(Phrase grounding data)
┄┄┄┄┄┄┄┄┄┄┄┄┄┄┄┄┄┄┄┄

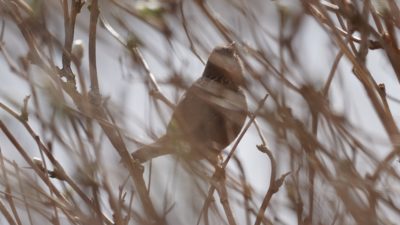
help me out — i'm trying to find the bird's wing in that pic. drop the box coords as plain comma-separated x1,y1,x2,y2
166,78,247,150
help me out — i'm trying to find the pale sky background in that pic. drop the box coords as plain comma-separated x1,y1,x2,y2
1,0,400,224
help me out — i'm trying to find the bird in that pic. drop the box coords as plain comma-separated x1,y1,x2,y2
131,43,247,165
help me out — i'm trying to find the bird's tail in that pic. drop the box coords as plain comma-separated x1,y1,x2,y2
131,136,173,163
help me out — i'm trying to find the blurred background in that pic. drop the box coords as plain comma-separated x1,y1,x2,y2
1,0,400,224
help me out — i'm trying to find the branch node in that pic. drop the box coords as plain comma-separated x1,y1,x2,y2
19,95,30,122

┄┄┄┄┄┄┄┄┄┄┄┄┄┄┄┄┄┄┄┄

Work instructions
Precisely the line with "help me out — i'm trying to find the branch" and the lines after it, up to the last line of the entries above, are to be reproduced, and nothing more.

Response to the task
help me out — i'm trying to find the branch node in that pic. drop the box coords as plain comma-separated x1,y1,x2,y2
19,95,30,122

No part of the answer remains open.